▸ BRIEF: What you return must be the lines of the data that hold the word "dirt".

▸ INPUT:
=== Begin Enclosure ===

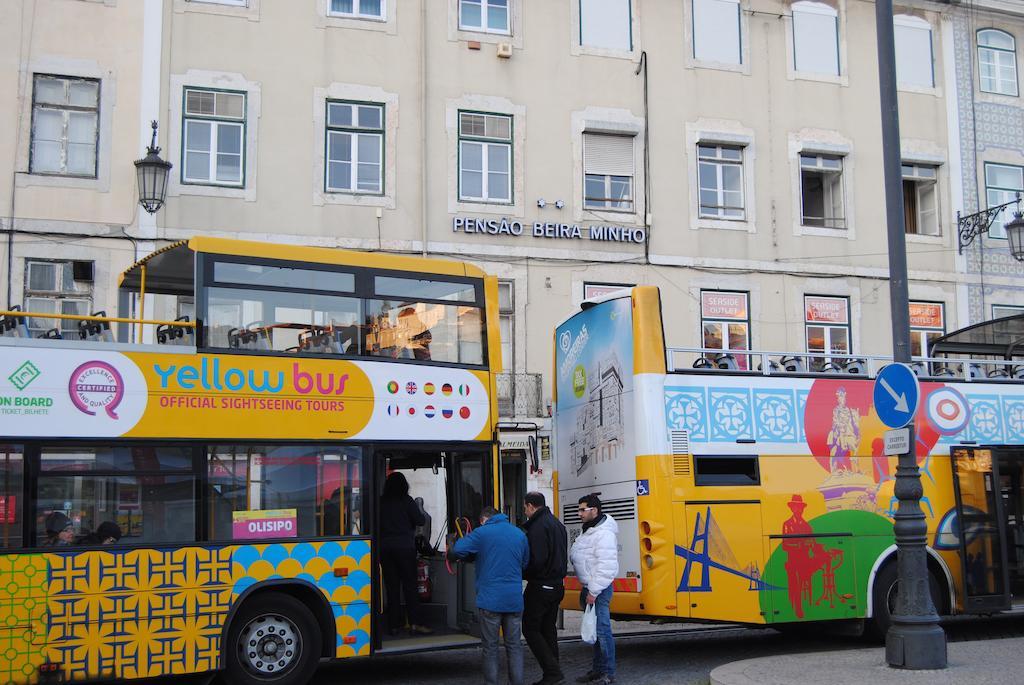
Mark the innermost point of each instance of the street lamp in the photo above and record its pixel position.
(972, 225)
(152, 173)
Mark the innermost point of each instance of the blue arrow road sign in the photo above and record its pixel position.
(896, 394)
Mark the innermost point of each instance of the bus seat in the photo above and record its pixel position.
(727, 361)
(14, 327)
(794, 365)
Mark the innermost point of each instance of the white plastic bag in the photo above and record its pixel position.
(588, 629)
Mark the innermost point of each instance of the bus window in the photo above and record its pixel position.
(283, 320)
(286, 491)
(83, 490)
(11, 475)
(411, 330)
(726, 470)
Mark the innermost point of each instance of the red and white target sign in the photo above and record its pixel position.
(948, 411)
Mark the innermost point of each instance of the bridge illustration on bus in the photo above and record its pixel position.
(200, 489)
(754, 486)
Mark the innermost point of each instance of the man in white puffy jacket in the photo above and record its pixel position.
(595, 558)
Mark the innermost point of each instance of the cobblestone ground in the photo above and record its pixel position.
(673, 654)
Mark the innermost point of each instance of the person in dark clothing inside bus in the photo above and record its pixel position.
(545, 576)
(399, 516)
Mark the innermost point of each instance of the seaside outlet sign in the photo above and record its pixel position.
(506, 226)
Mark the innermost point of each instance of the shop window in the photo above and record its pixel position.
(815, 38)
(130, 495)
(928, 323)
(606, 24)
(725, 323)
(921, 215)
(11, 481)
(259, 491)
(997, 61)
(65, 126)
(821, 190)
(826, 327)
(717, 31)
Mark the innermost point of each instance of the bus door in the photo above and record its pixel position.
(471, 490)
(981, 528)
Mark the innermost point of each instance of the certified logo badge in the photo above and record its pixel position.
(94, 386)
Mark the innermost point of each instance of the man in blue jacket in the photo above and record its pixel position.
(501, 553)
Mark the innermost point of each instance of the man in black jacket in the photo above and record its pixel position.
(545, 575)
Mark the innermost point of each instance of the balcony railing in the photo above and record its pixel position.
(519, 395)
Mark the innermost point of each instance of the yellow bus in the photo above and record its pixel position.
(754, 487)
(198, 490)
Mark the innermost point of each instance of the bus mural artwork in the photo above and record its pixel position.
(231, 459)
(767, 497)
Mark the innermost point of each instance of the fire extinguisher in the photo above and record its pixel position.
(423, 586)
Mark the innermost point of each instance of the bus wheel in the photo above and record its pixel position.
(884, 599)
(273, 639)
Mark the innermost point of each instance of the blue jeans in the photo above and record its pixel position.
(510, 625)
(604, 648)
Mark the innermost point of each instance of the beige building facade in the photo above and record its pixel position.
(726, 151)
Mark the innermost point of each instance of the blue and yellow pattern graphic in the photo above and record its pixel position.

=== End Enclosure ===
=== Begin Enclosure ===

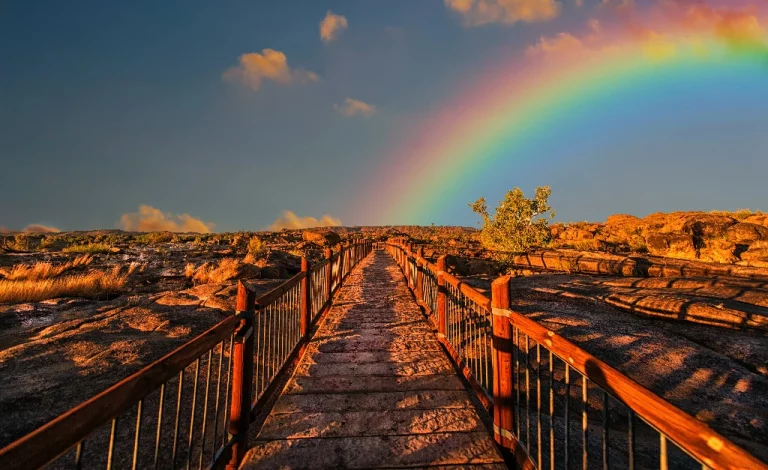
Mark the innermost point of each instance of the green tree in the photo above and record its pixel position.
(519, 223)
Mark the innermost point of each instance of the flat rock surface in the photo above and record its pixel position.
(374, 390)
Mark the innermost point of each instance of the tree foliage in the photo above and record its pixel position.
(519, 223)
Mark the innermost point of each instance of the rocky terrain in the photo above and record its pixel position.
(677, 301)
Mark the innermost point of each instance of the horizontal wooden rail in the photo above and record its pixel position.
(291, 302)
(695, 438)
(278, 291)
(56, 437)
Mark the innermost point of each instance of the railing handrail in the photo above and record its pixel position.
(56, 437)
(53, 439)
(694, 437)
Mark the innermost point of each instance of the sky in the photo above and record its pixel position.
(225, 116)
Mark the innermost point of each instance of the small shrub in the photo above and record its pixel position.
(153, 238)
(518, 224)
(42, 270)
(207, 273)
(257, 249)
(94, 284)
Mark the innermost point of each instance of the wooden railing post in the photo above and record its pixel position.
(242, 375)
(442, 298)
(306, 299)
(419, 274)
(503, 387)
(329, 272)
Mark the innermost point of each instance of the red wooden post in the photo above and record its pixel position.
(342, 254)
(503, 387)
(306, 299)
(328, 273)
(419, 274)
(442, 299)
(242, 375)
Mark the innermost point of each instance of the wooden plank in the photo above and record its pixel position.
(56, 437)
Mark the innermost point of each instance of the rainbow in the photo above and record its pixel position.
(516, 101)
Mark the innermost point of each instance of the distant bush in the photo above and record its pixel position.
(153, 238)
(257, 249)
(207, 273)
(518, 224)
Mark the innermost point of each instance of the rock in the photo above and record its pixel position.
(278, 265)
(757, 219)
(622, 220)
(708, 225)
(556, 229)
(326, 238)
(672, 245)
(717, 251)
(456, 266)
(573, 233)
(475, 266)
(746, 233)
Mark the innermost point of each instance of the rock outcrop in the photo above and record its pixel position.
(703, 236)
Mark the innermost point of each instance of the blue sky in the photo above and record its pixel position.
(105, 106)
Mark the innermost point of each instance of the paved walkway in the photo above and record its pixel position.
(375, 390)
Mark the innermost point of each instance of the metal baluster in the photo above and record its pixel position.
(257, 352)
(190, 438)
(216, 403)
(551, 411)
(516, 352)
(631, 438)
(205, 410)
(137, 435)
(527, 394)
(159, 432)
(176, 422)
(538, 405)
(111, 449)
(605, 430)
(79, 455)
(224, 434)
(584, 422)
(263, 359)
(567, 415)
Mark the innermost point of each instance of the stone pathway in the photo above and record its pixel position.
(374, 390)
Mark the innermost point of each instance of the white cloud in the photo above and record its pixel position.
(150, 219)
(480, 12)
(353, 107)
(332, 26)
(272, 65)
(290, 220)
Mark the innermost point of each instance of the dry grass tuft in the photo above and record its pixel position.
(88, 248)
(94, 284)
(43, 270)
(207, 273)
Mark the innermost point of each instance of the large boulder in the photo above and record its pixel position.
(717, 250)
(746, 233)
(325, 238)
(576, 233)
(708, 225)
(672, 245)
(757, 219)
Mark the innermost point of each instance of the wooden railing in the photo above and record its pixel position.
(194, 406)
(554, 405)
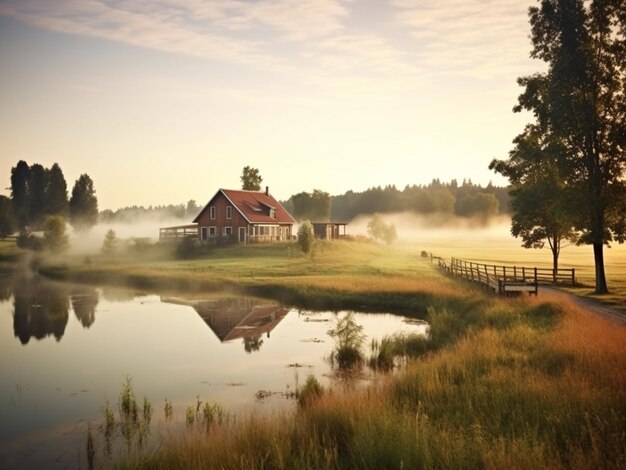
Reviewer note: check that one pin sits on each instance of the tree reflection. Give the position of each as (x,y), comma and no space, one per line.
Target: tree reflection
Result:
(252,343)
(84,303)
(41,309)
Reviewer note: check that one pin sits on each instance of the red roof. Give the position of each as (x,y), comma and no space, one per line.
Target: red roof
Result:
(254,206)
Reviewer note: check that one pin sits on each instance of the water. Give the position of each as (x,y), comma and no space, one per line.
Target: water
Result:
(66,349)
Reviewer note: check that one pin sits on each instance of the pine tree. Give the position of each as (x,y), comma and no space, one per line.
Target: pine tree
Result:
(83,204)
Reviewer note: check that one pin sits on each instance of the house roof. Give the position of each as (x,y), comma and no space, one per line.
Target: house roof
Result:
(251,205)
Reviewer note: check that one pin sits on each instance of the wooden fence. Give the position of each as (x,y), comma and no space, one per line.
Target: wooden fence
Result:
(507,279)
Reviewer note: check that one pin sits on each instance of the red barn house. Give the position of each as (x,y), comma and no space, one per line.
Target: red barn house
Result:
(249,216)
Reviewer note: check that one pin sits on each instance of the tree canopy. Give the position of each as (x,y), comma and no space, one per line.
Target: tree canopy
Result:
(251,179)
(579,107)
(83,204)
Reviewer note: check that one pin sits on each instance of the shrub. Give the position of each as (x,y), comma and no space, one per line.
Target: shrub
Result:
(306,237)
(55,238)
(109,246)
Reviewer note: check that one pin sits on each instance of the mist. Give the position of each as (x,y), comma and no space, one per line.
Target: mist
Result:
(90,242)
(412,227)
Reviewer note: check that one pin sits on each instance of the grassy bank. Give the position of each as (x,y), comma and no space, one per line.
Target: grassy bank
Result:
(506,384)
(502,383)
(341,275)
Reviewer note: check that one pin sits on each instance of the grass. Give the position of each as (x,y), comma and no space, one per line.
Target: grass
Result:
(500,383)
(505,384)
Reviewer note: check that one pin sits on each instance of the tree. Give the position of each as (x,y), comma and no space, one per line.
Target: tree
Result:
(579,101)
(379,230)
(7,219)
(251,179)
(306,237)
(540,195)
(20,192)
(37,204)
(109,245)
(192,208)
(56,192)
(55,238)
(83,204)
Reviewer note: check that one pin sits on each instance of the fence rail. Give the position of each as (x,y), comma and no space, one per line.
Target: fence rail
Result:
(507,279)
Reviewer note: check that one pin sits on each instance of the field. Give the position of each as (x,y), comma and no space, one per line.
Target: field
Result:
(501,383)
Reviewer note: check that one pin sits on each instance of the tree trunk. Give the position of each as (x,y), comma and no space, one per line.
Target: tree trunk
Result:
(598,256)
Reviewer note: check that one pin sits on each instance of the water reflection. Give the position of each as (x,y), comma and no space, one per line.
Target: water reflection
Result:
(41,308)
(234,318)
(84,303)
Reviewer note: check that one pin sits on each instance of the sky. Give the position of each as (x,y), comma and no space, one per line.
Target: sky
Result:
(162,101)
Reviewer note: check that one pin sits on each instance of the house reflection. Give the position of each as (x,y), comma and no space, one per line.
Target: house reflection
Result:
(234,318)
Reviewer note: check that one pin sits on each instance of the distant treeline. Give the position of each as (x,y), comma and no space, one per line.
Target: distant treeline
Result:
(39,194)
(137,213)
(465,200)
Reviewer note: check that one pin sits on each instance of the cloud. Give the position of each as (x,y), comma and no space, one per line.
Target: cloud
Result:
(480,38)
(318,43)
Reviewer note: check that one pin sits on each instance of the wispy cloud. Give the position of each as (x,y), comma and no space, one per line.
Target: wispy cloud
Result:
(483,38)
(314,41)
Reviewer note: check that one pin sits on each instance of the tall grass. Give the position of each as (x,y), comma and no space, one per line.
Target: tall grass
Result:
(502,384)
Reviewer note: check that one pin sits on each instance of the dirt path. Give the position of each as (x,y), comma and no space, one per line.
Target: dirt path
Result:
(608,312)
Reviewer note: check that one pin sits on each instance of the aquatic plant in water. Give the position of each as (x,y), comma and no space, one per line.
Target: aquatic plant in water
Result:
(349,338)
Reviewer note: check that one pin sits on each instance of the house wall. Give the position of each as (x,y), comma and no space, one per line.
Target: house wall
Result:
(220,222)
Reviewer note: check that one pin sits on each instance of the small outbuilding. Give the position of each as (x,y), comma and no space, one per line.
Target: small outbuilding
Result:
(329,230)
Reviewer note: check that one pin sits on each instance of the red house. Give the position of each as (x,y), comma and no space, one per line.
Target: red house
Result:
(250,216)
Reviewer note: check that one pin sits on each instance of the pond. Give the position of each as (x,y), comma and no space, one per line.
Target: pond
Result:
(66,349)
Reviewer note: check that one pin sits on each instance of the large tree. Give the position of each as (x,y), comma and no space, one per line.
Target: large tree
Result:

=== End Enclosure ===

▸ RESPONSE AREA:
Reviewer note: check that one pin sits on each instance of the dirt path. Give the position of each as (x,y), comma and no space, one per line.
Target: dirt path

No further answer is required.